- [WORK TO COMPLETE]: Copy all of the data below word for word, keeping every line in its original order.

- [MATERIAL FOR THIS TASK]:
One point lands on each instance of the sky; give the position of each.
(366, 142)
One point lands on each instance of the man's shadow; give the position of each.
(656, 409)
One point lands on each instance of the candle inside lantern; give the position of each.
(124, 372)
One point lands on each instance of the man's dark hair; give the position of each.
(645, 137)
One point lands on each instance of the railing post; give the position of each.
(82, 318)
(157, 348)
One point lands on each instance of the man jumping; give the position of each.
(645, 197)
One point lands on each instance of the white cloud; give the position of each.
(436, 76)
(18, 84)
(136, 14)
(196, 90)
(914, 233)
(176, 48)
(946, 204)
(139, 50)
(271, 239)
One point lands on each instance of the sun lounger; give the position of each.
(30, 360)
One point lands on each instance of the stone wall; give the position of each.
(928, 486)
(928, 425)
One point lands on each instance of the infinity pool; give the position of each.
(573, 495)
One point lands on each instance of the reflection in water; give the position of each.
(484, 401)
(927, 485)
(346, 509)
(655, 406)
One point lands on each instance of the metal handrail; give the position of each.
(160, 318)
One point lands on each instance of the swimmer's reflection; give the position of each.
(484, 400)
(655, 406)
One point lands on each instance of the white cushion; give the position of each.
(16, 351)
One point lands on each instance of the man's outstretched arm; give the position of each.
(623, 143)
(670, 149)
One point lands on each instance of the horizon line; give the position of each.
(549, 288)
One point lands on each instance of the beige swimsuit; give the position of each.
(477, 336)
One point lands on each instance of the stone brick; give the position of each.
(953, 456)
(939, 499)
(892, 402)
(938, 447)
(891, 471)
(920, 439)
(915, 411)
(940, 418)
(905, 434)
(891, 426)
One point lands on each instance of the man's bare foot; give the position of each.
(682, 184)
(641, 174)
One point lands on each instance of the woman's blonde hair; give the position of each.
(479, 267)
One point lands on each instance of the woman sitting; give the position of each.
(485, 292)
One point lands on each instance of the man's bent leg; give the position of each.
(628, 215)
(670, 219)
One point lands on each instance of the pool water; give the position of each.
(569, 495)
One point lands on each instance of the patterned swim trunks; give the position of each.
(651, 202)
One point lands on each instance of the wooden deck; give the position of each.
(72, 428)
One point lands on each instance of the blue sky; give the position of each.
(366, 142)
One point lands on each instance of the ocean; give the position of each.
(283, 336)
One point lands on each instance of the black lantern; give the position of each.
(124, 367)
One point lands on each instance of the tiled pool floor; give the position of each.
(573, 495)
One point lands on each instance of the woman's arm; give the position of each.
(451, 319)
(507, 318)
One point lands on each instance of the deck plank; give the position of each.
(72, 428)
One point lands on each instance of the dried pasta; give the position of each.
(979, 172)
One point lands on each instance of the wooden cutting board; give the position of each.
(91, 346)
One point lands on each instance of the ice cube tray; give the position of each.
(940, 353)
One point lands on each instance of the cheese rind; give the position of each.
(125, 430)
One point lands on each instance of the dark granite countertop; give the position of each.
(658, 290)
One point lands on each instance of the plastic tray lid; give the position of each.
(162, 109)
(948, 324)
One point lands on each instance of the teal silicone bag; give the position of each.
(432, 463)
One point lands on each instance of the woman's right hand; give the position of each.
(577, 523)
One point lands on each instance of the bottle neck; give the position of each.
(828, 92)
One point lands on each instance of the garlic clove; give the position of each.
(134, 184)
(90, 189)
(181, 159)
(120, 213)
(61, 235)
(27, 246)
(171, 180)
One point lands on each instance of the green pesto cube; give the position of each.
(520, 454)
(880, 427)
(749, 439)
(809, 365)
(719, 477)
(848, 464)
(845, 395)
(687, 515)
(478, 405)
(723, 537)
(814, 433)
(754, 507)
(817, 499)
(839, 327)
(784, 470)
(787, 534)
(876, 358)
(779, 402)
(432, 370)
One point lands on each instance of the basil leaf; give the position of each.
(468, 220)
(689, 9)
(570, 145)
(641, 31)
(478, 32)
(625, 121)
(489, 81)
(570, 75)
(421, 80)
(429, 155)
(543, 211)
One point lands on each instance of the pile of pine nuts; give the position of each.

- [THE ANSWER]:
One point lands on each instance of the sky; give the position of each.
(366, 142)
One point lands on each instance of the man's shadow; give the position of each.
(656, 409)
One point lands on each instance of the candle inside lantern; give the position of each.
(124, 372)
One point lands on each instance of the man's dark hair; give the position of each.
(645, 137)
One point lands on each instance of the railing post; give the position of each.
(82, 318)
(157, 348)
One point lands on each instance of the man jumping; give the position of each.
(645, 197)
One point lands on each instance of the white cloud; give the position of each.
(436, 76)
(18, 84)
(136, 14)
(196, 90)
(914, 233)
(176, 48)
(946, 204)
(139, 50)
(271, 239)
One point lands on each instance of the sun lounger; give the position of each.
(30, 360)
One point lands on each instance of the stone wall; give the position of each.
(928, 486)
(928, 425)
One point lands on each instance of the infinity pool; give the position of each.
(573, 495)
One point lands on each instance of the reflection in water; give the position of each.
(484, 401)
(927, 485)
(346, 509)
(655, 406)
One point lands on each instance of the metal handrail; give the position of each.
(160, 318)
One point lands on each instance of the swimmer's reflection; give the position of each.
(484, 400)
(655, 406)
One point lands on each instance of the white cushion; give the position of each.
(16, 351)
One point lands on each instance of the man's outstretched arm; give the position of each.
(623, 143)
(670, 149)
One point lands on each instance of the horizon line; give the position of each.
(549, 288)
One point lands on each instance of the beige swimsuit; give the position of each.
(477, 336)
One point lands on each instance of the stone brick; give the position of each.
(953, 456)
(939, 499)
(892, 402)
(938, 447)
(891, 471)
(920, 439)
(915, 411)
(940, 418)
(905, 434)
(891, 426)
One point lands on each instance of the man's bare foot; give the position of each.
(682, 184)
(641, 174)
One point lands on each instance of the woman's blonde hair; give the position of each.
(479, 267)
One point lands on each instance of the woman sitting; give the position of each.
(485, 292)
One point lands on each instance of the man's bent leg; give the position of each.
(628, 215)
(670, 219)
One point lands on each instance of the pool water; give the position of each.
(569, 495)
One point lands on each instance of the patterned swim trunks; give the position of each.
(651, 202)
One point lands on each instance of the wooden deck; give the position of each.
(72, 428)
One point lands on each instance of the blue sky; give the position of each.
(366, 142)
One point lands on each instance of the ocean; give the position of each.
(283, 336)
One point lands on each instance of the black lantern; give the position of each.
(124, 367)
One point lands on each instance of the tiled pool floor; give the position of each.
(573, 495)
One point lands on each instance of the woman's arm; give the position of each.
(451, 319)
(507, 318)
One point lands on each instance of the deck plank; give the position of each.
(72, 428)
One point lands on each instance of the dried pasta; give the position of each.
(979, 172)
One point lands on each instance of the wooden cutting board; give the position of each.
(91, 346)
One point lands on each instance of the ice cube tray; give the position of each.
(940, 353)
One point lands on each instance of the cheese rind; give the position of each.
(125, 430)
One point lands on each instance of the dark granite countertop; give the position of each.
(658, 290)
One point lands on each instance of the plastic tray lid; give the position of each.
(162, 109)
(948, 324)
One point lands on each instance of the teal silicone bag; give the position of each.
(432, 463)
One point lands on each instance of the woman's right hand; give the position of each.
(577, 523)
One point lands on each instance of the bottle neck; give the position of each.
(828, 92)
One point lands on each instance of the garlic clove; give the position of each.
(134, 184)
(90, 189)
(181, 159)
(120, 213)
(61, 235)
(27, 246)
(171, 180)
One point lands on each instance of the green pesto cube; give the position of each.
(520, 454)
(880, 427)
(749, 439)
(809, 365)
(719, 477)
(848, 464)
(845, 395)
(687, 515)
(478, 405)
(723, 537)
(814, 433)
(754, 507)
(817, 499)
(839, 327)
(784, 470)
(787, 534)
(876, 358)
(779, 402)
(432, 370)
One point lands on each instance of the basil leaf; give the position of each.
(468, 220)
(689, 9)
(570, 145)
(641, 31)
(478, 32)
(625, 121)
(489, 81)
(570, 75)
(421, 80)
(429, 155)
(543, 211)
One point lands on each instance of the pile of pine nuts; give the position of each.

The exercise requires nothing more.